What is required | Copy word for word the part of the pork trade text that starts at "What has changed?" and ends at "appetites seem insatiable.".

Canada has been the third-largest foreign market for U.S. pork
products. Higher Canadian demand for U.S. pork cuts in recent years
has been accompanied by significant expansion in the Canadian pork
industry. Greater flows of U.S. pork to Canada, despite higher
Canadian production, are largely attributable to two factors.
First, Canadian traders export Canadian pork cuts into lucrative
foreign markets, thereby "shorting" the domestic market.
Competitively priced U.S. pork cuts thus flow north to meet
Canadian consumer demand. Second, economic forces are pushing U.S.
and Canadian food industries closer together. A North American pork
industry will continue to develop as prices and policies cause
decisionmakers to increasingly ignore national borders.
The United States has accounted for a diminishing share of world
pork imports as U.S. imports fall and world trade expands. The
United States now accounts for less than 10 percent of total global
imports. The lion's share of U.S. pork imports originates from
Canada and Denmark. In recent years, more than four-fifths of U.S.
imports came from Canada, while Denmark accounted for about
one-tenth. However, Canada's preeminence as a supplier to the
United States is a recent development. As recently as 1985, Denmark
and Canada each supplied about two-fifths of U.S. pork imports.
What has changed? First, the significant expansion of the
Canadian pork industry in the last decade has enabled it to supply
pork cuts to fill deficit U.S. markets. Also, a number of factors
have combined to lower overall costs of trading with Canada,
relative to Denmark. The North American Free Trade Agreement
(NAFTA), relatively low transportation costs, and cross-border
investments have together accelerated the rate of integration in
the North American pork and foodservice industries. Nevertheless,
Denmark is likely to be a presence in the U.S. market for some
time, simply because it is a relatively low-cost supplier of ribs,
a cut for which American consumer appetites seem insatiable.
The United States is a large net importer of hogs, with trade
moving from north to south. Significant numbers of live hogs are
imported from Canada--most of which are likely to be feeder
animals, while U.S. hogs are exported sporadically to Mexico.
Exports. Since the mid-1980s, Mexico has been
the destination of over three-fourths of U.S. hog exports, while
less than one-fourth went to Asia. Slightly more than
three-quarters of U.S. hog exports were slaughter animals (animals
weighing more than 50 kilograms) and about one-tenth were
classified as breeding animals.

Saved entries
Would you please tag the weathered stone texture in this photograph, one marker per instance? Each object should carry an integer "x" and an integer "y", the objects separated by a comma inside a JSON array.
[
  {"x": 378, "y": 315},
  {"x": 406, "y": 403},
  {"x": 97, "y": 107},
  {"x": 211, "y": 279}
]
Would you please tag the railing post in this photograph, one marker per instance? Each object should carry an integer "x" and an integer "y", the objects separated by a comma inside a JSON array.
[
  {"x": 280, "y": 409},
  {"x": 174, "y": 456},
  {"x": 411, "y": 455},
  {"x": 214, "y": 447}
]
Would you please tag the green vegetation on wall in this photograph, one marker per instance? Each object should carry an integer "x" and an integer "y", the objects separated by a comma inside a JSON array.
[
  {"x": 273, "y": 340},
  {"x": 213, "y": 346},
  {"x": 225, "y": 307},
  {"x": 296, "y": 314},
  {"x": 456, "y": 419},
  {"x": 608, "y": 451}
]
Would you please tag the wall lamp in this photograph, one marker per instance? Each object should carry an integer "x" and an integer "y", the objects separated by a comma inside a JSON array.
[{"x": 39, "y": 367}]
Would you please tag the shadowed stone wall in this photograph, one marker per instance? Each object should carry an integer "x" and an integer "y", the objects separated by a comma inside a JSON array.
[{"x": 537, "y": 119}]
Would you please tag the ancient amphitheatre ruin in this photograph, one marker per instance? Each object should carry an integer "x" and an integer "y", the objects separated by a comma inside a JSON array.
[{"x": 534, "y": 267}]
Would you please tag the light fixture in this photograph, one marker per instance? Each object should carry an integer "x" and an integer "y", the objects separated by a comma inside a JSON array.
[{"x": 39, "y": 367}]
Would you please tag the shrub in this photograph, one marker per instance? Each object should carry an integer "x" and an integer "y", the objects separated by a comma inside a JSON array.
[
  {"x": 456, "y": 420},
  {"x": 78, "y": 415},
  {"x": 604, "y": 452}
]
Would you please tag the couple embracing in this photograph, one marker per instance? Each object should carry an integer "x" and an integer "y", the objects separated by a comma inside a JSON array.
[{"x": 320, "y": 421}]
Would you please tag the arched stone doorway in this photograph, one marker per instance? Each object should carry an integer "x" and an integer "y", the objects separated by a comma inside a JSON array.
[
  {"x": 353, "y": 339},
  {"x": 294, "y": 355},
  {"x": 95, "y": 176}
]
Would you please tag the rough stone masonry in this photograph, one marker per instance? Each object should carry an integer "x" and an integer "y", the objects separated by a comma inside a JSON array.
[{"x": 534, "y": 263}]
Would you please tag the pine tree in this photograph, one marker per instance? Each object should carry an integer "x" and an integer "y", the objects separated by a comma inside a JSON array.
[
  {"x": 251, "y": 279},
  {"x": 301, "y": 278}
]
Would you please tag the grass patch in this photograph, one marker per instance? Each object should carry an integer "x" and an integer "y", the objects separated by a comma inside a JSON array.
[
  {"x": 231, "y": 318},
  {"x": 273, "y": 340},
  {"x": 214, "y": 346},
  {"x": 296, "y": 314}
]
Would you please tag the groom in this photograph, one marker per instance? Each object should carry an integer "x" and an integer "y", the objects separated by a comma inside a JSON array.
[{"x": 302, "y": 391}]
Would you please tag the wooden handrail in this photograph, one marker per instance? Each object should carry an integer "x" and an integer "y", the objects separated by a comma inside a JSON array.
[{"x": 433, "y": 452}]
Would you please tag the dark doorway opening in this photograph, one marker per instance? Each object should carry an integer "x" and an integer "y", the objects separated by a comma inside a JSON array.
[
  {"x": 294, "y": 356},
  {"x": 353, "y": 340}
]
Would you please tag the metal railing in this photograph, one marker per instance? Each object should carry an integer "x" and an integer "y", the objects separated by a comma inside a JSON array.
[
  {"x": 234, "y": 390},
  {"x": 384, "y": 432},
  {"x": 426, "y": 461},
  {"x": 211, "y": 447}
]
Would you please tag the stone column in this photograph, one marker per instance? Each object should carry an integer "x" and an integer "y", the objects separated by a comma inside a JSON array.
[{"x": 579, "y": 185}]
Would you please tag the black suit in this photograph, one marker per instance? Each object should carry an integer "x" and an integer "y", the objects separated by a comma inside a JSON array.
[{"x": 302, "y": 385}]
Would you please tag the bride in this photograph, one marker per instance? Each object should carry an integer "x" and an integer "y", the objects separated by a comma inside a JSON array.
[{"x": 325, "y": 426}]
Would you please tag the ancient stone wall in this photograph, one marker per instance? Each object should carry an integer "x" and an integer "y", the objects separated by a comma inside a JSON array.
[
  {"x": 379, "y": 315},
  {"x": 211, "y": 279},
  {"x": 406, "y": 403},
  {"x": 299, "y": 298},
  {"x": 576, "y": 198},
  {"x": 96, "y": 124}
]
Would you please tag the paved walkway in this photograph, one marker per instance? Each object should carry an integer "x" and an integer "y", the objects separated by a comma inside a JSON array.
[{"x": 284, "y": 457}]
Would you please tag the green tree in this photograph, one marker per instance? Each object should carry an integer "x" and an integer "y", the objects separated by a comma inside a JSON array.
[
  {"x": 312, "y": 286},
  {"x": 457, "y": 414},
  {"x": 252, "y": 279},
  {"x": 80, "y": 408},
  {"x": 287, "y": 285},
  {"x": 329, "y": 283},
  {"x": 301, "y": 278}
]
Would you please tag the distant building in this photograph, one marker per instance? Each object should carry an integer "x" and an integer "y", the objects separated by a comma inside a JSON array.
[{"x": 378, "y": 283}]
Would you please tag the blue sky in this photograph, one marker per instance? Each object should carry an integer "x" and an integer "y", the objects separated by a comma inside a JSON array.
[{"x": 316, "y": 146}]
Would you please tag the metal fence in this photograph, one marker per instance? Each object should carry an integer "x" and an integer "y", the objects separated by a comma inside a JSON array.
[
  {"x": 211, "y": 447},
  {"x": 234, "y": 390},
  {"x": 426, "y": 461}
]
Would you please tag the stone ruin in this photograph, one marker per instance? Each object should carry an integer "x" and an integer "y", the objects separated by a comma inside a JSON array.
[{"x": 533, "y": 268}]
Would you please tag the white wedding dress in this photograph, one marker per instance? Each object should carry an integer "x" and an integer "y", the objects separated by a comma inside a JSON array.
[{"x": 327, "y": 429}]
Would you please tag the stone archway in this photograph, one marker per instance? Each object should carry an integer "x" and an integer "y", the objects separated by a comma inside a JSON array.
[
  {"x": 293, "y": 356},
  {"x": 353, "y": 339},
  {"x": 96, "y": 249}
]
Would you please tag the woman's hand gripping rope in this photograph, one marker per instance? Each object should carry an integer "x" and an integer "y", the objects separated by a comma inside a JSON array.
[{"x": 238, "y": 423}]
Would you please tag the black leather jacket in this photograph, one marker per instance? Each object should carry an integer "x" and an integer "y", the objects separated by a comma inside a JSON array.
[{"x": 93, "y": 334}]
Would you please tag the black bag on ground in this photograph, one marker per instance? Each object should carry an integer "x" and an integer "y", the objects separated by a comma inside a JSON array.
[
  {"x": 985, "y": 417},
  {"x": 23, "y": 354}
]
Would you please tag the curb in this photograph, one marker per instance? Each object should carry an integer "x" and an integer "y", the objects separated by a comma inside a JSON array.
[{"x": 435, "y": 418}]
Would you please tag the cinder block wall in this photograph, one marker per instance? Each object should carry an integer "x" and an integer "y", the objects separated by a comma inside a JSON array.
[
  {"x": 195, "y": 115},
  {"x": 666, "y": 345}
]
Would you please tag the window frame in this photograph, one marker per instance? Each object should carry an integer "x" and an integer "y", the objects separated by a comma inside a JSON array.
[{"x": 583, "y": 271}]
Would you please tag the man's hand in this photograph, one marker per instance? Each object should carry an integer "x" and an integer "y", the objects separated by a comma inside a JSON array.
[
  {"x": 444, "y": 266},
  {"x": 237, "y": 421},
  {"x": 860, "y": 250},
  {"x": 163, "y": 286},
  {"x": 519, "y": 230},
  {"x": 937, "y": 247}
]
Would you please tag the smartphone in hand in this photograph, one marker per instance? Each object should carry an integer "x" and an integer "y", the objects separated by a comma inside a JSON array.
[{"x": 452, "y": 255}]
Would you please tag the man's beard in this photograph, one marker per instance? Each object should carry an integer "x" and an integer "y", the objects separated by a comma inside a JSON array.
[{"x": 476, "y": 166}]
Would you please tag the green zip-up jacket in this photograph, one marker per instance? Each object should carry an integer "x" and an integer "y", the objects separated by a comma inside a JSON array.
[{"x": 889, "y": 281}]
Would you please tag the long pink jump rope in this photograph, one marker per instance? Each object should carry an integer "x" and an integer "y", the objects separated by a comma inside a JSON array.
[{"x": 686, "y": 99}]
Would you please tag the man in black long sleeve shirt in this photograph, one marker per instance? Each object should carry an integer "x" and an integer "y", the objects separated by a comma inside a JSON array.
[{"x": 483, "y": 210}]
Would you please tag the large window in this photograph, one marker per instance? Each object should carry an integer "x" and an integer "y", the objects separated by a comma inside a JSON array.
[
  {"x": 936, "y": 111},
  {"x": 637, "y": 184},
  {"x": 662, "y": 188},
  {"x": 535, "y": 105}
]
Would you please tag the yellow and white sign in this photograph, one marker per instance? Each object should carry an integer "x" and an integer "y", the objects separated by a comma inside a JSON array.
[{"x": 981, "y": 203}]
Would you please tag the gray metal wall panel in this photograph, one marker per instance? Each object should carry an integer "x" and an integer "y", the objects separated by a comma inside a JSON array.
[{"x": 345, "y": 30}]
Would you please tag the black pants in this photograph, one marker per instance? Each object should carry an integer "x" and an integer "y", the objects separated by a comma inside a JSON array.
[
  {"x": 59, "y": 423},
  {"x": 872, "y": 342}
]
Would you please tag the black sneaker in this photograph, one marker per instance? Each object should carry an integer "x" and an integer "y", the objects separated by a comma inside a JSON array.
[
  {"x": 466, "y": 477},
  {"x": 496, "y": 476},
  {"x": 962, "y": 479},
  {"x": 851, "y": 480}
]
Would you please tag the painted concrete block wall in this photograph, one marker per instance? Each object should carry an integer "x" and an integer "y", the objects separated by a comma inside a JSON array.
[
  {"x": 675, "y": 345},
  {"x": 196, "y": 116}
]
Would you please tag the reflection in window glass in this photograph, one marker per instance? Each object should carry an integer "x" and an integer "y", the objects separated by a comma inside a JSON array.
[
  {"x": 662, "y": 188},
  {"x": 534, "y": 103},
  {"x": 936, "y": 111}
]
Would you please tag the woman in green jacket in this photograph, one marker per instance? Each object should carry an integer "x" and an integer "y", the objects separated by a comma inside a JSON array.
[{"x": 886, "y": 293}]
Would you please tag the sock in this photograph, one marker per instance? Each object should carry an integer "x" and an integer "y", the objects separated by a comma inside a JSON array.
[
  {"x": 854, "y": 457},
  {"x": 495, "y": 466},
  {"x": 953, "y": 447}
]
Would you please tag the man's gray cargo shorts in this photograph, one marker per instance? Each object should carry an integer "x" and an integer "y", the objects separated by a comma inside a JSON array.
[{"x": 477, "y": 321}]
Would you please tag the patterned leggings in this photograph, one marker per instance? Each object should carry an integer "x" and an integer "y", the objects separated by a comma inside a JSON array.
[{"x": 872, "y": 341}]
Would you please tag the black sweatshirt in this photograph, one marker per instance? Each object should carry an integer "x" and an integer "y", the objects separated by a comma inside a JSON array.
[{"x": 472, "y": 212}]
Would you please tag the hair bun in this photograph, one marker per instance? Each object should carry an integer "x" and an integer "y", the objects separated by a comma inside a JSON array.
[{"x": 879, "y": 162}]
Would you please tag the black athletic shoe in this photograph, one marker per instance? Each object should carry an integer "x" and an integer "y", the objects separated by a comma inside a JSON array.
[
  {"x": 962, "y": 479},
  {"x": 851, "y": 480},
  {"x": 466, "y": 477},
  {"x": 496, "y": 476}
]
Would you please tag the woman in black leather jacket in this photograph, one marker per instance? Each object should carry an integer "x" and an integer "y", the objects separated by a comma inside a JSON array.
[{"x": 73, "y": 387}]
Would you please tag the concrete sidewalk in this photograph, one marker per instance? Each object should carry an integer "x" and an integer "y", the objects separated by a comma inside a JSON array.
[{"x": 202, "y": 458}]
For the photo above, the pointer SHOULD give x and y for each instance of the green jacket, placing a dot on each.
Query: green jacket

Exercise result |
What has changed? First, the significant expansion of the
Canadian pork industry in the last decade has enabled it to supply
pork cuts to fill deficit U.S. markets. Also, a number of factors
have combined to lower overall costs of trading with Canada,
relative to Denmark. The North American Free Trade Agreement
(NAFTA), relatively low transportation costs, and cross-border
investments have together accelerated the rate of integration in
the North American pork and foodservice industries. Nevertheless,
Denmark is likely to be a presence in the U.S. market for some
time, simply because it is a relatively low-cost supplier of ribs,
a cut for which American consumer appetites seem insatiable.